-- EXCERPTED PASSAGE --
========
By Amy Glover
Copyright huffingtonpost
Cystitis, a common urinary tract infection (UTI) is usually caused by bacteria entering the urethra.
Because women usually have shorter urethras, they’re more susceptible to the disease. The lifetime likelihood of developing a urinary tract infection (UTI) is thought to be 50-60% in women and 13-14% in men.
And while the UTI prevalence spikes among young women, researchers say that normally, the instances of cystitis rise with age.
But a new study published in the British Medical Journal Public Health found that a bout of acute cystitis may be linked to an increased risk of urogenital cancers, like bladder cancer and prostate cancer, in midlife.
What did the researchers find?
The study looked at data from a cohort study of all people living in Sweden from 1997 to the end of 2018. That involved 1,668,371 men and 1,889,211 women.
In the course of the study, researchers found that a bout of acute (sudden, non-chronic) cystitis may “precede urogenital cancers in men and women aged ≥50 years”.
The infection was seen among almost 9.5% of all those diagnosed with cancer during the approximately 15-year study period.
Risks seemed highest within three months of infection, which the researchers think might mean the UTI could be a precursor to urogenital cancers.
But the elevated likelihood of unrogenital cancers persisted for several years after an acute infection.
The risk of prostate cancer within three months of infection was seven times higher in those who had had the infection than it was in those who hadn’t.
========
-- EXERCISE DATA --

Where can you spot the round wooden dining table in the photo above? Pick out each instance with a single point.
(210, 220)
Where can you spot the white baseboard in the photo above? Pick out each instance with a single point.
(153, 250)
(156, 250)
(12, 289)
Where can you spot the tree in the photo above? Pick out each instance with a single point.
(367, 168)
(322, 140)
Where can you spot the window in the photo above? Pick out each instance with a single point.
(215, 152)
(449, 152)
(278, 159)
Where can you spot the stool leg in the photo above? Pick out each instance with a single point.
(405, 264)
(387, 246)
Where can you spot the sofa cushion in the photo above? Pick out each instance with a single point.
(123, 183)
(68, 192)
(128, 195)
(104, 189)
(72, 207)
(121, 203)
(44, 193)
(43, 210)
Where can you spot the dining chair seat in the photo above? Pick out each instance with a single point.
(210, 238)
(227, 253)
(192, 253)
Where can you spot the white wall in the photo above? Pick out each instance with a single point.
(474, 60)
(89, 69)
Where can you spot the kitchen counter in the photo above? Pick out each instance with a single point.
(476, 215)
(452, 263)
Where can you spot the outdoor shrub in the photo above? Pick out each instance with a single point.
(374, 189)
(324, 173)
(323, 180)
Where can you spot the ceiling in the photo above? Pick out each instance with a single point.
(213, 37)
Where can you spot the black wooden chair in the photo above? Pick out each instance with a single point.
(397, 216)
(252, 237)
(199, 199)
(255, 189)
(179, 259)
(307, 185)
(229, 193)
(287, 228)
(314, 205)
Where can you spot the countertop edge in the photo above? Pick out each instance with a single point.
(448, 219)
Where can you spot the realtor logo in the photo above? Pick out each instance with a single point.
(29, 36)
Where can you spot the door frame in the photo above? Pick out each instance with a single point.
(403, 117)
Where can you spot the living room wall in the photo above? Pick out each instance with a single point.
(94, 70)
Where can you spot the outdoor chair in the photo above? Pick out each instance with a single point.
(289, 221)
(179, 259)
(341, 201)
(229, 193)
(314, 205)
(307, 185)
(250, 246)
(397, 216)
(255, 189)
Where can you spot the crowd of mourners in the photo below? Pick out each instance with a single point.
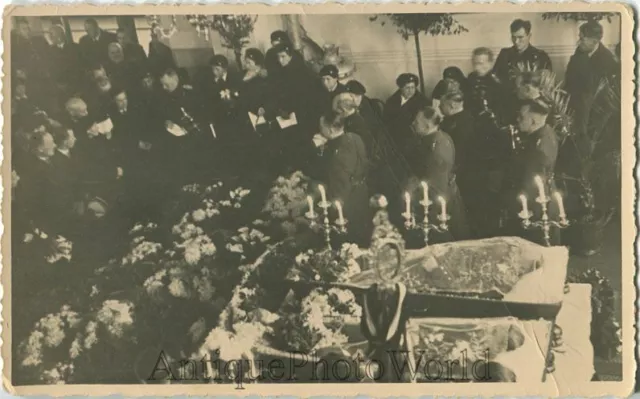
========
-- TASK ITEM A --
Reproduce the portion of the cystitis article starting at "But a new study" and ending at "cancer, in midlife.".
-- TASK ITEM B --
Answer these questions from the cystitis article:
(i) What is the lifetime likelihood of developing a UTI in men?
(ii) How many women were involved in the Swedish cohort study?
(iii) Within three months of infection, how much higher was the risk of prostate cancer in those who had had the infection?
-- TASK ITEM C --
Extend the cystitis article onward from the point where it stops.

-- RESULT A --
But a new study published in the British Medical Journal Public Health found that a bout of acute cystitis may be linked to an increased risk of urogenital cancers, like bladder cancer and prostate cancer, in midlife.

-- RESULT B --
(i) 13-14%
(ii) 1,889,211
(iii) Seven times higher

-- RESULT C --
For women, the risk of developing gynaecological cancers like endometrial cancer was between 4 and 8 times higher within three months of developing acute cystitis.
The risk of bladder cancer was 3.5 times higher in men and more than three times higher in women who had had cystitis during the monitoring period.
Men seemed to be more at risk in this study.
Why might cystitis affect cancer risk?
This study is only observational, meaning it cannot prove that UTI definitely causes or is a symptom of urogenital cancers.
But per the researchers, “The present study adds to the accumulating evidence of infections as markers of increased cancer risk.
“For clinicians, the findings indicate that acute cystitis could be a clinical marker for urogenital cancer (at least when no other cause is obvious), and particularly for occult urogenital cancer, as the risks for cancers were highest within three months of cystitis diagnosis.”
They added: “It is plausible that urogenital cancer, and perhaps even pre-cancerous changes in the urogenital organs, might increase the risk of cystitis because of compromised urinary tract and host defence”.